begin

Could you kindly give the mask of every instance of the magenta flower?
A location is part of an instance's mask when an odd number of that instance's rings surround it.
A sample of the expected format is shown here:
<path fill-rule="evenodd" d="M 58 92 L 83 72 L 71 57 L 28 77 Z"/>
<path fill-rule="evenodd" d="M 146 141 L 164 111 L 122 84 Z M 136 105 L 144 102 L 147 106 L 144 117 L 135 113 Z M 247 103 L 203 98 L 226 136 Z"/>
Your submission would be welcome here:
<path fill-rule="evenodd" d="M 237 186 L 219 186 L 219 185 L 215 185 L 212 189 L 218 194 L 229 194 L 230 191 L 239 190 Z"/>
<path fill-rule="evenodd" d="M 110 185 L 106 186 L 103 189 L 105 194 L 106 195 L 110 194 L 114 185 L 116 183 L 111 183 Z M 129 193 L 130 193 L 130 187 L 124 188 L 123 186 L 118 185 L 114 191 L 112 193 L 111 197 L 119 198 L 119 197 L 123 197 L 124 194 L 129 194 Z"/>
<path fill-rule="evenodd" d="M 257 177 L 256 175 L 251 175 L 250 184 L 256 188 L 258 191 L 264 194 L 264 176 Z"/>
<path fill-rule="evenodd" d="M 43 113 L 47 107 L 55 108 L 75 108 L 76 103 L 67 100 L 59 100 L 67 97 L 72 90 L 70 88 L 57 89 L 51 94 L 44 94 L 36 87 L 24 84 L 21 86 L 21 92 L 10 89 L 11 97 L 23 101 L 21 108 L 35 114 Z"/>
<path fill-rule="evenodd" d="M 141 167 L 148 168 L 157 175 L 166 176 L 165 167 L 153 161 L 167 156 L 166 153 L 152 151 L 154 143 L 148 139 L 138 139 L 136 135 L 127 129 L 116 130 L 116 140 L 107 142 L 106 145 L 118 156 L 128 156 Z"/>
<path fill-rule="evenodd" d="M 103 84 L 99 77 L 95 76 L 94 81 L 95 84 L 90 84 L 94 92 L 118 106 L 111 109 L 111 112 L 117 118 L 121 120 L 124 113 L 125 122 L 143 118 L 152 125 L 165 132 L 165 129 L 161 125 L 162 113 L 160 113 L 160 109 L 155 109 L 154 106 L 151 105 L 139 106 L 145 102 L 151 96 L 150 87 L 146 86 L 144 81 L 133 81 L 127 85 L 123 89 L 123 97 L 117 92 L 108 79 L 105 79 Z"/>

end

Work to complete →
Rescale the records, starting at the first line and ending at the line that contains "257 177 L 256", including both, and write every line of that span again. Multiply each outline coordinate in the answers by 0.6 and round to whole numbers, halves up, while leaving the requests and their format samples unchanged.

Output of the task →
Could you kindly give the mask of every instance of the magenta flower?
A location is part of an instance's mask when an odd number of that instance's rings surround it.
A sample of the expected format is shown here:
<path fill-rule="evenodd" d="M 58 92 L 83 72 L 71 57 L 28 77 Z"/>
<path fill-rule="evenodd" d="M 146 141 L 164 111 L 122 84 Z M 136 105 L 144 102 L 147 106 L 144 117 L 135 113 Z M 247 103 L 203 98 L 226 136 Z"/>
Your submission would be welcome here:
<path fill-rule="evenodd" d="M 142 112 L 131 112 L 131 111 L 129 111 L 127 113 L 131 116 L 137 116 L 138 115 L 143 114 Z"/>
<path fill-rule="evenodd" d="M 66 111 L 64 112 L 62 113 L 63 116 L 64 117 L 66 116 L 68 111 L 70 110 L 67 110 Z M 77 116 L 78 116 L 78 112 L 74 113 L 74 112 L 71 111 L 68 115 L 67 116 L 67 118 L 71 119 L 71 118 L 74 118 L 74 116 L 77 116 Z"/>
<path fill-rule="evenodd" d="M 154 106 L 154 105 L 151 105 L 150 110 L 154 113 L 155 115 L 158 116 L 158 106 Z"/>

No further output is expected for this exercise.